## Exercise directions
Write out, word for word, the part of the car battery jumper circuit text that opens with the words containing "The signal oscillator" and closes with "optical coupler ISO2.".

## Text section

The signal oscillator 12 comprises a 555 oscillator U1. An output terminal of the oscillation pulse wave signal is connected to a collector of the first optical coupler ISO2 of the battery polarity recognition circuit. The current detector 16 is a reed relay RL2. An exciter coil L2 of the reed relay is coupled between the pole BAT1+ of the car battery and the pole BAT2+ of the supplementary battery, and a switch SW2 of the reed relay RL2 is coupled between an oscillation-enabled terminal 2 of the 555 oscillator U1 and a ground terminal. When the reed relay RL2 gains a sufficient current to flow by the exciter coil L2, the switch SW2 makes the oscillation-enabled terminal connect to the ground terminal to gain a low electrical potential, so that the 555 oscillator U1 continues to output high electrical potential to the collector of the phototransistor of the first optical coupler ISO2.
An alarm circuit of reversed battery polarity 13 is coupled between the pole BAT1+ of the car battery and the pole BAT2+ of the supplementary battery. A warning sounds when the coupled battery polarity BAT1+, BAT1− of the car battery and BAT2+, BAT2− of the supplementary battery is reverse connected. The alarm circuit of reverse battery polarity 13 comprises a buzzer BZ1 and two parallel connected reverse diodes D2 and D5. The buzzer BZ1 is connected to the pole BAT1+ of the car battery and the pole BAT2+ of the supplementary battery by the reverse diodes D2 and D5 respectively.
An indicator light for discharged battery connection 14 comprises a light-emitting diode LED 1. An anode and a cathode of the light-emitting diode LED 1 are coupled to the positive pole BAT1+ and negative pole BAT1+ of the car battery respectively.
An indicator light for recharged battery connection 15 comprises a light-emitting diode LED2. An anode and a cathode of the light-emitting diode LED2 are coupled to the positive pole BAT2+ and negative pole BAT2− of the car battery respectively.
Referring to
Firstly, the exhausted car battery and the supplementary battery are connected to respective ends of the car battery jumper cable. Since the car battery still has a little power, when it is connected to one end of the car battery jumper cable, the LED1 of the indicator light for discharged battery connection will light up if the connected polarity is correct. On the contrary, if the connected polarity is incorrect, the buzzer BZ1 of the alarm circuit of reversed battery polarity will make warning sounds. Vehicle users can follow the light and sound indication to connect the correct polarity of the car battery with the BAT1+ and BAT1− of the apparatus. By the same way, if the correct polarity of the supplementary battery is connected with the BAT2+ and BAT2− of the apparatus of the present invention, the LED2 indicator light for recharged battery connection will light up, while if the connected polarity is incorrect, the buzzer BZ1 of the alarm circuit of reverse battery polarity will make warning sounds. In this way, the vehicle users can confirm whether the connected polarity is correct or not before beginning the recharge.

## Recorded information
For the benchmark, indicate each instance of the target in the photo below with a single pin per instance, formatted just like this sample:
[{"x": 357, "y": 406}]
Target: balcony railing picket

## Solved problem
The signal oscillator 12 comprises a 555 oscillator U1. An output terminal of the oscillation pulse wave signal is connected to a collector of the first optical coupler ISO2 of the battery polarity recognition circuit. The current detector 16 is a reed relay RL2. An exciter coil L2 of the reed relay is coupled between the pole BAT1+ of the car battery and the pole BAT2+ of the supplementary battery, and a switch SW2 of the reed relay RL2 is coupled between an oscillation-enabled terminal 2 of the 555 oscillator U1 and a ground terminal. When the reed relay RL2 gains a sufficient current to flow by the exciter coil L2, the switch SW2 makes the oscillation-enabled terminal connect to the ground terminal to gain a low electrical potential, so that the 555 oscillator U1 continues to output high electrical potential to the collector of the phototransistor of the first optical coupler ISO2.